**Problem statement**. Repeat the lines beginning at the one with "target: car windshield" and running to the end of the material, keeping the first and last of them, exactly as they appear.

* * * * * * *

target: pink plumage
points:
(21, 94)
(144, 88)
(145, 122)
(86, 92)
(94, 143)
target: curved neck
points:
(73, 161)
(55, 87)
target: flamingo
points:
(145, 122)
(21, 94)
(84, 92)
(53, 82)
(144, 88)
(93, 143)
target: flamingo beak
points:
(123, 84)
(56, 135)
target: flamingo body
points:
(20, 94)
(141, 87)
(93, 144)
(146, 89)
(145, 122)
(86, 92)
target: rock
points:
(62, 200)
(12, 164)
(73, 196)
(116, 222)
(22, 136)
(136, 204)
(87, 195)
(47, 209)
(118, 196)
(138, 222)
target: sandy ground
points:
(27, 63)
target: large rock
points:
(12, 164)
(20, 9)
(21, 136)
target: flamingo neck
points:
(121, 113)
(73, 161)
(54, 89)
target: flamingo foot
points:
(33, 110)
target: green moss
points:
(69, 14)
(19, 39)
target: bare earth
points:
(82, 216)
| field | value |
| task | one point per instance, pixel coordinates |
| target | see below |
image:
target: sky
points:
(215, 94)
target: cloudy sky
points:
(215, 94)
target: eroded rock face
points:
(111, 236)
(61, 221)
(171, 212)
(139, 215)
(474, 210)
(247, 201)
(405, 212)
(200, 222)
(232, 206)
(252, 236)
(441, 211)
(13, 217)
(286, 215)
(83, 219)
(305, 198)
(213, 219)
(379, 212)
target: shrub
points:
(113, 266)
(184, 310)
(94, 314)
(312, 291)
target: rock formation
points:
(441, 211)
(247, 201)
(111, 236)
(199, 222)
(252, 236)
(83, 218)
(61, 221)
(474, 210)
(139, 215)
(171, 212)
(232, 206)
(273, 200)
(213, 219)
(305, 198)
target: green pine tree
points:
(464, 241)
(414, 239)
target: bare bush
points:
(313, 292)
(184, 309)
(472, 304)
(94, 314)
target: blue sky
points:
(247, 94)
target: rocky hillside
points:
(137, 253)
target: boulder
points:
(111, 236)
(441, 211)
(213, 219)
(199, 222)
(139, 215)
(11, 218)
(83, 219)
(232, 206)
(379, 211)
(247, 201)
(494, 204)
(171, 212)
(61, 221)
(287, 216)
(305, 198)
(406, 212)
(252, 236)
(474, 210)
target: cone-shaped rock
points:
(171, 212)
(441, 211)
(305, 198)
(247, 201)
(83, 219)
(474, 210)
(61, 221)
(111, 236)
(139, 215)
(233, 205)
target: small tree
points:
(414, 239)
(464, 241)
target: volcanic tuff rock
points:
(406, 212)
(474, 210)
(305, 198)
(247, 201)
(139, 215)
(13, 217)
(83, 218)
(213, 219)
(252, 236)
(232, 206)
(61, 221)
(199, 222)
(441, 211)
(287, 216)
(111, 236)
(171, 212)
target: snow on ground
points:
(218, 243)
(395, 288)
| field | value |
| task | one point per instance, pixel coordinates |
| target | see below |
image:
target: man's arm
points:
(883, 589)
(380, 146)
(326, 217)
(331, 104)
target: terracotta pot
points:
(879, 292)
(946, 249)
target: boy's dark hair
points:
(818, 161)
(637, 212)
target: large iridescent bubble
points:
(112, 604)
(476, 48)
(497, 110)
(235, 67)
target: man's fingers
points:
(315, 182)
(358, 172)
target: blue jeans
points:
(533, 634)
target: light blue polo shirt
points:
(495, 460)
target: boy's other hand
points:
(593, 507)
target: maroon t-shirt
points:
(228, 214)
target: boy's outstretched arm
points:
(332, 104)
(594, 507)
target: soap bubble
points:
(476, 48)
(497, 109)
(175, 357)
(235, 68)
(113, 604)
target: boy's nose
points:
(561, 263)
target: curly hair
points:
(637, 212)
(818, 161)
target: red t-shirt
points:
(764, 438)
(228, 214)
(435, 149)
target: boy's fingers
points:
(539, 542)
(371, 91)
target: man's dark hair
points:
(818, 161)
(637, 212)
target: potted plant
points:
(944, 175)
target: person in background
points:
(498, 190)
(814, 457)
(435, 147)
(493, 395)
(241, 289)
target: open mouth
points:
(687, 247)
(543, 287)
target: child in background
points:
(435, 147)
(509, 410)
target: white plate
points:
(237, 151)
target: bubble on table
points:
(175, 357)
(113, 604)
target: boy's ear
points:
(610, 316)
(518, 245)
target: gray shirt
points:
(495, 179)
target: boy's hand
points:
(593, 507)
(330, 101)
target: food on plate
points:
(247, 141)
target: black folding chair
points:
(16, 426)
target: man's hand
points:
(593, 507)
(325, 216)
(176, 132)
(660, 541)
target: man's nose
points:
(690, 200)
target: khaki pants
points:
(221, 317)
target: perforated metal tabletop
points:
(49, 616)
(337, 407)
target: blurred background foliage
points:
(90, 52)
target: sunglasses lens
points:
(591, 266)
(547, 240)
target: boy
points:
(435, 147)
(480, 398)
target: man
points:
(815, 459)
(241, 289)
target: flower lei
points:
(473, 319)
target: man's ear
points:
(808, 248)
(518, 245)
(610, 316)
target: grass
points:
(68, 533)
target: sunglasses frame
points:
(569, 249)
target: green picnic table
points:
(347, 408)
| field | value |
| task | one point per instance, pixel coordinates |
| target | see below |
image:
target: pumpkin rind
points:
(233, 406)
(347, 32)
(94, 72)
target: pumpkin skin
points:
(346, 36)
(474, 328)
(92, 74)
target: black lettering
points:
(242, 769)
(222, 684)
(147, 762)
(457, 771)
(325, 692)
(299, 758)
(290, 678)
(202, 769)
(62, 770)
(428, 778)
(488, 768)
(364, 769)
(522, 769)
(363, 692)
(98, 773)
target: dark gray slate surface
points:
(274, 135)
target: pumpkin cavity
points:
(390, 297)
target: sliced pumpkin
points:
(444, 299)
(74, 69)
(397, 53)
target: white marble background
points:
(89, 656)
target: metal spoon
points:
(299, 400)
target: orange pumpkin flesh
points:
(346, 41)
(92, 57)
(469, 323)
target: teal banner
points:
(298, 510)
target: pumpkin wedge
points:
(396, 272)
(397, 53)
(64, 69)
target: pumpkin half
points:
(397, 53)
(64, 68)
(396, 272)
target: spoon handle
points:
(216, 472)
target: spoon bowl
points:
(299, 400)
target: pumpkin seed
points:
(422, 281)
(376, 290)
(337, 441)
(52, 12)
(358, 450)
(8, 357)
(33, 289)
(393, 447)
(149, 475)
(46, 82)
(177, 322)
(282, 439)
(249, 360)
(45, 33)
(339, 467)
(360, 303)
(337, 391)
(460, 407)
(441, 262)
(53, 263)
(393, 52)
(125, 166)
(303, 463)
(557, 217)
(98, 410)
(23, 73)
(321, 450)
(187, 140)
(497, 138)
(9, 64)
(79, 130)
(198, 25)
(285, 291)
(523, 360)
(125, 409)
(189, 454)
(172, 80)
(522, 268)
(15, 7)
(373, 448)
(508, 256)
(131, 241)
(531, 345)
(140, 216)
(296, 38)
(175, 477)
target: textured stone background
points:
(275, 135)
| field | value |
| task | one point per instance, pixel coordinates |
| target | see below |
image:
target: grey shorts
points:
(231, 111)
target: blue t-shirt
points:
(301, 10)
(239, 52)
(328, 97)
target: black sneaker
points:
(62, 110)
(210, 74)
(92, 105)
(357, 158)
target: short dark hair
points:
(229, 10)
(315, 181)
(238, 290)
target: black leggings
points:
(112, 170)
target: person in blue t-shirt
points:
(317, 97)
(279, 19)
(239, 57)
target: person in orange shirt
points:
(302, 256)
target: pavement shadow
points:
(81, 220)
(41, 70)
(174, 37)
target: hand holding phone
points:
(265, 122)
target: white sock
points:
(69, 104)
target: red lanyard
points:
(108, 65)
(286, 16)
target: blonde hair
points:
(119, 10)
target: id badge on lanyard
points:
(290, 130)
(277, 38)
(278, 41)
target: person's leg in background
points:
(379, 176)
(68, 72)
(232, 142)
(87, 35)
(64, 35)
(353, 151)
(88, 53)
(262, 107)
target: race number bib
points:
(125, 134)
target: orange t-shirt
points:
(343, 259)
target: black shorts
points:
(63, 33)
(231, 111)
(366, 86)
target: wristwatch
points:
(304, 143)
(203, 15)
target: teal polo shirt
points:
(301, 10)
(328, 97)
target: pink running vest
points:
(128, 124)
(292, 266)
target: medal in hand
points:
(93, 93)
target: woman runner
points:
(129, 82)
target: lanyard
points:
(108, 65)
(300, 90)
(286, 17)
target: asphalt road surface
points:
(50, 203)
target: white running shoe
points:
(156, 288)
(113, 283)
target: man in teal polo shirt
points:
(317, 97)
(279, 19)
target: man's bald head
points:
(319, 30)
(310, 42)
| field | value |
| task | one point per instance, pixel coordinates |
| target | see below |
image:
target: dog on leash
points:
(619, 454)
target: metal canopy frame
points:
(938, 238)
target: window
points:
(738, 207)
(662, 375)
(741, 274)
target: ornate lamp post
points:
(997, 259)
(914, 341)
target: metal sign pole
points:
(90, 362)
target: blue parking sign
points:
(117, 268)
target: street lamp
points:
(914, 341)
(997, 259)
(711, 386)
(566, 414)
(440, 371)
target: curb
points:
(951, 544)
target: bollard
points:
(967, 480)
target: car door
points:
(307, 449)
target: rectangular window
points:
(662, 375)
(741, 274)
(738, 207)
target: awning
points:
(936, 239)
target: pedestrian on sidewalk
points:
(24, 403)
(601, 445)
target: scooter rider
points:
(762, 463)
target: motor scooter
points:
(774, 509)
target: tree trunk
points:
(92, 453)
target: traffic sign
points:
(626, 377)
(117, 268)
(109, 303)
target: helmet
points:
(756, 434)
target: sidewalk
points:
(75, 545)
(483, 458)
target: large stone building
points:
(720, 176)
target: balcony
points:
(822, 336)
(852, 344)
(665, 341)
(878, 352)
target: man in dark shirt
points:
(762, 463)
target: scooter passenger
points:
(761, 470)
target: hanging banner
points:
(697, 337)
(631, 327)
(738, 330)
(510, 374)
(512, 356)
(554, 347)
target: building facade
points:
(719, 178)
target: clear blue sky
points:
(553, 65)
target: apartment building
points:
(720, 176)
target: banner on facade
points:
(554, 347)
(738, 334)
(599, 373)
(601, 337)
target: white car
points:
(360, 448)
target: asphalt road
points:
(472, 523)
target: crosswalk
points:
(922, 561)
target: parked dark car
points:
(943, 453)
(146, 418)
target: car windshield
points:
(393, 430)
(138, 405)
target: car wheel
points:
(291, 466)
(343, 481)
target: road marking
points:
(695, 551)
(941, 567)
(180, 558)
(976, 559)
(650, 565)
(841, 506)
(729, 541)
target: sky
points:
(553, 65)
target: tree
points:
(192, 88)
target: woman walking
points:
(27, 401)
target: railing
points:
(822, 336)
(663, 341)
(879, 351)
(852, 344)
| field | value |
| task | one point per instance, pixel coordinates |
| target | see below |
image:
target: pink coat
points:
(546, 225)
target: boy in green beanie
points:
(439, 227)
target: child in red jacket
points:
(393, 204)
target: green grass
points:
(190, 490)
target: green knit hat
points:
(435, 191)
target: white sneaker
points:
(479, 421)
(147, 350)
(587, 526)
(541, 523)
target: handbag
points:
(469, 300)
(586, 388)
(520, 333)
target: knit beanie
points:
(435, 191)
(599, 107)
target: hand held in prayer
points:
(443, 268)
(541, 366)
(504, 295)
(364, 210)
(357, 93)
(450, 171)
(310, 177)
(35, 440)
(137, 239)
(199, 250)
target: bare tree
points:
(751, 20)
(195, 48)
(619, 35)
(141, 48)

* * * * * * *

**Expected answer**.
target: car windshield
points:
(393, 430)
(138, 405)
target: car wheel
points:
(291, 466)
(343, 481)
target: road marking
points:
(695, 551)
(941, 567)
(180, 558)
(976, 559)
(650, 565)
(841, 506)
(729, 541)
target: sky
points:
(553, 65)
target: tree
points:
(192, 88)
target: woman walking
points:
(27, 401)
target: railing
points:
(822, 336)
(663, 341)
(879, 351)
(852, 344)
| field | value |
| task | one point per instance, pixel coordinates |
| target | see below |
image:
target: pink coat
points:
(546, 225)
target: boy in green beanie
points:
(439, 227)
target: child in red jacket
points:
(393, 204)
target: green grass
points:
(190, 490)
target: green knit hat
points:
(435, 191)
target: white sneaker
points:
(479, 421)
(147, 350)
(587, 526)
(541, 523)
target: handbag
points:
(469, 300)
(586, 388)
(520, 333)
target: knit beanie
points:
(435, 191)
(599, 107)
target: hand held in prayer
points:
(443, 268)
(541, 366)
(504, 295)
(364, 210)
(357, 93)
(450, 171)
(310, 177)
(35, 440)
(137, 239)
(199, 250)
target: bare tree
points:
(751, 20)
(195, 48)
(619, 35)
(141, 48)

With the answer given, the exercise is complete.